* ASSIGNMENT
Only one portion of the data is to be written out: from the line bearing "of the shrub" through the line bearing "x=575, y=36". Write it exactly as it appears.

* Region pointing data

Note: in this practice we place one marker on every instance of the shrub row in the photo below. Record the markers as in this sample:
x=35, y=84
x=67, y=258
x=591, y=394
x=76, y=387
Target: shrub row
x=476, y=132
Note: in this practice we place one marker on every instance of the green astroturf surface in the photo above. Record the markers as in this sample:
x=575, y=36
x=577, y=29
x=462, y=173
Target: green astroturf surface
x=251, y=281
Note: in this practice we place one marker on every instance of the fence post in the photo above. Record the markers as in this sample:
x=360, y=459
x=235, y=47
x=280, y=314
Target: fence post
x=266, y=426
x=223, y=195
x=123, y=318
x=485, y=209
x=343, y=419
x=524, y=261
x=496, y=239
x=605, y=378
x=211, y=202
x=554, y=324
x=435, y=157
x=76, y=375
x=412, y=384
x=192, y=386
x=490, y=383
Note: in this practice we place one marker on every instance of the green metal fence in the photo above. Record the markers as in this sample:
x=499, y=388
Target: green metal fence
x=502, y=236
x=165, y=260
* * *
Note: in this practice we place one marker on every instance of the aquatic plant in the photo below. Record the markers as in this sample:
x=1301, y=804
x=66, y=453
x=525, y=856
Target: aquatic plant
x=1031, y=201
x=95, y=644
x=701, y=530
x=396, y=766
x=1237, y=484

* TASK SOLUTION
Note: in this practice we place one marker on every instance of the shrub row in the photo below. Record the markers as in this sample:
x=35, y=84
x=67, y=258
x=591, y=394
x=76, y=387
Target: shrub row
x=476, y=132
Note: in this practice we place one marker on every instance of the green astroturf surface in the photo above. Record the markers as in this sample:
x=575, y=36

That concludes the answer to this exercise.